- WHAT YOU WILL DO -
Count the lines of the data below that contain the string "foreground", and reply with the number alone.

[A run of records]
________________________
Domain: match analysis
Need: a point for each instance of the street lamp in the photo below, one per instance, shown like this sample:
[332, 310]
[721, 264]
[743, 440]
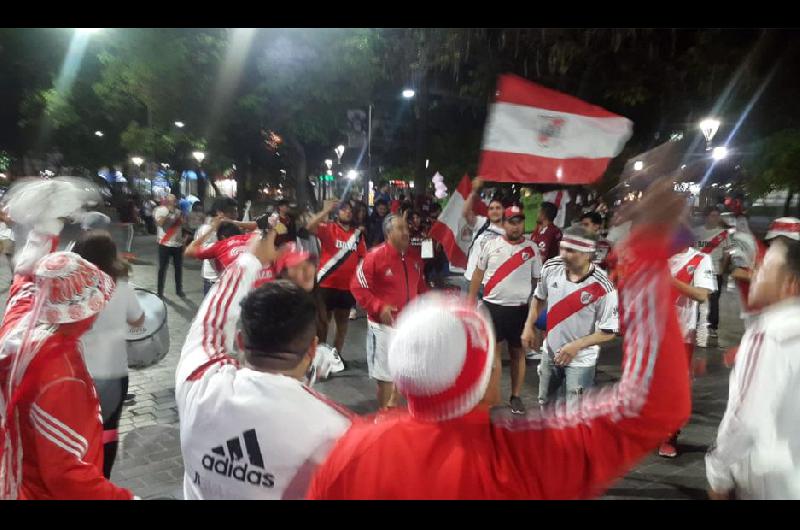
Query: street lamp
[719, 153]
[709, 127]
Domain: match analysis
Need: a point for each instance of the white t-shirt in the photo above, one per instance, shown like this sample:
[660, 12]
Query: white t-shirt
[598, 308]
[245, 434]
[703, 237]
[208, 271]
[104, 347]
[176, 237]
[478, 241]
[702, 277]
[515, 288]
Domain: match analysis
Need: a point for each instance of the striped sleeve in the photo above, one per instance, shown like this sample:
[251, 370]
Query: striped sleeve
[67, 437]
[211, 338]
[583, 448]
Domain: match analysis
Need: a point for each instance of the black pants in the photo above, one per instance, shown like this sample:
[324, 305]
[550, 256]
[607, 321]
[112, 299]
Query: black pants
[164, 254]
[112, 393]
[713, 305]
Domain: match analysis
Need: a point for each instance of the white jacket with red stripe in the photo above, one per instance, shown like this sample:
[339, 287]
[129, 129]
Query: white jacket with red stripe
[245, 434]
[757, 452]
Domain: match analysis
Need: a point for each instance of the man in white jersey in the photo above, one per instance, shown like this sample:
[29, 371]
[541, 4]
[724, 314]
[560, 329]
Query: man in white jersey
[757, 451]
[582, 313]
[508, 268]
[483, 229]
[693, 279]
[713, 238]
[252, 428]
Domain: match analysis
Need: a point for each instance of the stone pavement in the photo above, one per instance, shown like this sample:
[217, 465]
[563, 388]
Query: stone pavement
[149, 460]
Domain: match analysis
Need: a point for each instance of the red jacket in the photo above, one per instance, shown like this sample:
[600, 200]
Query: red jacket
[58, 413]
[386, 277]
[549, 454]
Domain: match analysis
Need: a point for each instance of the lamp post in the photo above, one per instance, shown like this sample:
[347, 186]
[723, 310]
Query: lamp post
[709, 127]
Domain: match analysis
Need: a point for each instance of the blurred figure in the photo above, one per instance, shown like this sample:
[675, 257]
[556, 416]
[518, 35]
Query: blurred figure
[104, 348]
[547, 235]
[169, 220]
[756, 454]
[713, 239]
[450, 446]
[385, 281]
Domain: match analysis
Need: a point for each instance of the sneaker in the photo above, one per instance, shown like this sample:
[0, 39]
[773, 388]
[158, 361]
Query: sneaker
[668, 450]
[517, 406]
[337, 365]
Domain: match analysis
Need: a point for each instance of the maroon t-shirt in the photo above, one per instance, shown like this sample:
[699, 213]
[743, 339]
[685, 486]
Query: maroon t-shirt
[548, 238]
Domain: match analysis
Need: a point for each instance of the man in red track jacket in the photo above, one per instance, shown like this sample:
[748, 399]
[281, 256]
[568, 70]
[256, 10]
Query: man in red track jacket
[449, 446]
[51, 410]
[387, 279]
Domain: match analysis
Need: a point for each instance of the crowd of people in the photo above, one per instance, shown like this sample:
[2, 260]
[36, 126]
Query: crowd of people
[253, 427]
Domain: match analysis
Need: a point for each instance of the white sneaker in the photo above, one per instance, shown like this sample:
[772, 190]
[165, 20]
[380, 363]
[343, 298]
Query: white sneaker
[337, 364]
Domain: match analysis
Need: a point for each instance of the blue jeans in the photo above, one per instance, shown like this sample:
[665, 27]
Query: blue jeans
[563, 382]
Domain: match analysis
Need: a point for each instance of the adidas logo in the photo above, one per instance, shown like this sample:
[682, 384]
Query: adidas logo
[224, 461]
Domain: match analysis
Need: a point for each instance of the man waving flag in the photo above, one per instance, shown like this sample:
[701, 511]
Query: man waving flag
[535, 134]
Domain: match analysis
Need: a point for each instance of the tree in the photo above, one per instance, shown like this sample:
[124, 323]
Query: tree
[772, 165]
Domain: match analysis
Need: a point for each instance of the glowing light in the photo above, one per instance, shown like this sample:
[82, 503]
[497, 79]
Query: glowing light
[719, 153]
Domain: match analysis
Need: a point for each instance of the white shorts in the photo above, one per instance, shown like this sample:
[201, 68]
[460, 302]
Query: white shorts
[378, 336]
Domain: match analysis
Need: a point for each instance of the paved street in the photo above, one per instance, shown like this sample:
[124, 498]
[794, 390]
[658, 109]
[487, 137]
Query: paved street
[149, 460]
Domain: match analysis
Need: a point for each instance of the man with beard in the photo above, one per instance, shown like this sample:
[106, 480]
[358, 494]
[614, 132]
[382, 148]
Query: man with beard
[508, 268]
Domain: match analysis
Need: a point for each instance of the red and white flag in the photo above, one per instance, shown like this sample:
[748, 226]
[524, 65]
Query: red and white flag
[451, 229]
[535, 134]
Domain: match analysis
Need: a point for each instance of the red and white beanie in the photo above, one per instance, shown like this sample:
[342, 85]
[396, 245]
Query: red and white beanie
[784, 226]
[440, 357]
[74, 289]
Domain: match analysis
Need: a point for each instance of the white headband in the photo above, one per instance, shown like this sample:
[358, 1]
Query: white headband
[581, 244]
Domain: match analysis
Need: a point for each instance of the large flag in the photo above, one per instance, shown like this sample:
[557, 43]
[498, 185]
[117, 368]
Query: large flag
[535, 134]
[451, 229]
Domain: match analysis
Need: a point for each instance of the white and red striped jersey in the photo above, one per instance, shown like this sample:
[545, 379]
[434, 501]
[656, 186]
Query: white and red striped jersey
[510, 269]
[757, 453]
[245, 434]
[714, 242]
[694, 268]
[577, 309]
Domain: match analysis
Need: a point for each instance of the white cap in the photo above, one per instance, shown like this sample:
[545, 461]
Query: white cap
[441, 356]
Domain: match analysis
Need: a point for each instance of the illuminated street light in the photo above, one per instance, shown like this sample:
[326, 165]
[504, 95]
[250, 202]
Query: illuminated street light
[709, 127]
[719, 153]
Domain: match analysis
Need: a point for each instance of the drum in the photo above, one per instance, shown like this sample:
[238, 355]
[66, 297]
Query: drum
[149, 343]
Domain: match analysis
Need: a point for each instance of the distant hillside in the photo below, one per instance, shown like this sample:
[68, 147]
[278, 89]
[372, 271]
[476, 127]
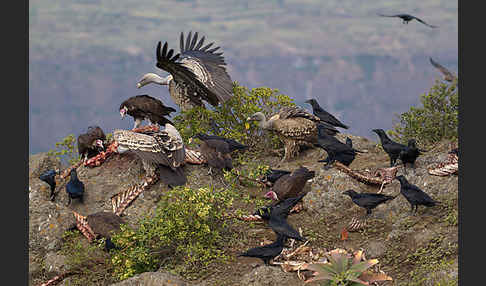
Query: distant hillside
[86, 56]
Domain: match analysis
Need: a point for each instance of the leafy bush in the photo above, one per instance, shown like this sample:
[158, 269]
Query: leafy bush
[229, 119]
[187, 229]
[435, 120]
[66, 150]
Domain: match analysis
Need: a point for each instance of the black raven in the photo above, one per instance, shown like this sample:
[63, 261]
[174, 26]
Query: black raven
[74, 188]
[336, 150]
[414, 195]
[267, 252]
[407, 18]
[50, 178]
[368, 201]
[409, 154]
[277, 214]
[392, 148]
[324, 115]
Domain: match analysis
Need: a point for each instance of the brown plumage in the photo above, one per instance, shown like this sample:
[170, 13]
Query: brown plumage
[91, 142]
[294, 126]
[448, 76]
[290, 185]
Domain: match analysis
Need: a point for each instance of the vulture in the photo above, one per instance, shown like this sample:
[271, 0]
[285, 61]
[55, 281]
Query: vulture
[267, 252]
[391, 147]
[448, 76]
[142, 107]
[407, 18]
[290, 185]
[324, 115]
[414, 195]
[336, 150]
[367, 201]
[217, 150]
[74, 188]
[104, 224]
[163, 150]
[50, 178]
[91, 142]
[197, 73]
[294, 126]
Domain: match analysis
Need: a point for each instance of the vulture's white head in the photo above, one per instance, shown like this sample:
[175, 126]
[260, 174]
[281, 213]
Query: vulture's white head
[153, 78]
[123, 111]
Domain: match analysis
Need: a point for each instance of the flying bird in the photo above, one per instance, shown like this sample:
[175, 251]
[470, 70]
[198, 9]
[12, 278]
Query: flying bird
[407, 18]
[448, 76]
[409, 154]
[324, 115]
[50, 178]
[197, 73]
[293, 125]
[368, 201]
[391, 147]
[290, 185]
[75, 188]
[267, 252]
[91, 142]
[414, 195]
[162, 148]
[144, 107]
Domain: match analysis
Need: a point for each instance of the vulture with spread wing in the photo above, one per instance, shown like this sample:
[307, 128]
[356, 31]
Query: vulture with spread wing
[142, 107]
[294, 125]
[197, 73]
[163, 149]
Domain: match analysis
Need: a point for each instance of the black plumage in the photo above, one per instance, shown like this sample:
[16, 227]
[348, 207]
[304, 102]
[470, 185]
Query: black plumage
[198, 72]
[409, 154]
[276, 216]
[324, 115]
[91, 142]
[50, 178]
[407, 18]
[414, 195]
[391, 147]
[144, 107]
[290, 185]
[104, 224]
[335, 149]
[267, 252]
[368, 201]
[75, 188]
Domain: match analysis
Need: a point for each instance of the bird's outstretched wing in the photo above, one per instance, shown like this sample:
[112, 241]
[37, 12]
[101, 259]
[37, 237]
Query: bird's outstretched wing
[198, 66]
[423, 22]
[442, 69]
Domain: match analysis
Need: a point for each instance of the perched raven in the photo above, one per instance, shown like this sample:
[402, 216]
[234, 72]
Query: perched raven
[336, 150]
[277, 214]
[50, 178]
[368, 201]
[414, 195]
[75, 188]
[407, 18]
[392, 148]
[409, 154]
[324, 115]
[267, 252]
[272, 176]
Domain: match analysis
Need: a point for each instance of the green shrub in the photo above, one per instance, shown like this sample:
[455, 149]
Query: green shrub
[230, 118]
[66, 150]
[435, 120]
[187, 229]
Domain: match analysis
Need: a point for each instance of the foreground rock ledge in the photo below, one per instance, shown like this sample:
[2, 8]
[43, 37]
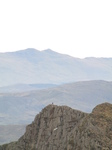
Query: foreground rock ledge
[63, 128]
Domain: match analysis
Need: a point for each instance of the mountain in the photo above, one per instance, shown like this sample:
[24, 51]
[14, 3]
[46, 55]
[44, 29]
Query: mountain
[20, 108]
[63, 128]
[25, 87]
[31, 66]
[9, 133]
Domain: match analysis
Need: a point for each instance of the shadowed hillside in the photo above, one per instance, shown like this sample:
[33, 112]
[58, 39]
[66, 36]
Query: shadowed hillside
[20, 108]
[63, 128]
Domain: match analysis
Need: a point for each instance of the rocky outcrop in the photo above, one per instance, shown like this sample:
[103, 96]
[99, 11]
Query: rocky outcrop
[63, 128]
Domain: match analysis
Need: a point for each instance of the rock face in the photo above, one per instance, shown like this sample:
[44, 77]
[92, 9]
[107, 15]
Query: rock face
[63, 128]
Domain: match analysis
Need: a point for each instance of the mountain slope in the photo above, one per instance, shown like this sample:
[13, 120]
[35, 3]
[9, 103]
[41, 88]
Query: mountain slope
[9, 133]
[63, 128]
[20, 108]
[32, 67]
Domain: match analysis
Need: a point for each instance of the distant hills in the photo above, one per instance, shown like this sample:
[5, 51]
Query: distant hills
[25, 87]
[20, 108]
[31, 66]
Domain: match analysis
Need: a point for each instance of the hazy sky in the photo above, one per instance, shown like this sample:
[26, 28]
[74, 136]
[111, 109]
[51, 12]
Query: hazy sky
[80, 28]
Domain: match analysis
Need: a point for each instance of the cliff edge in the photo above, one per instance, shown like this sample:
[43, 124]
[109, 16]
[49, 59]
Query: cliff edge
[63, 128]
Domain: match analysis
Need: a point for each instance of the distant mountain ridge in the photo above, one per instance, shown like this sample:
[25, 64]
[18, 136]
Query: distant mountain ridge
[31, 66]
________________________
- THE COMPLETED TASK -
2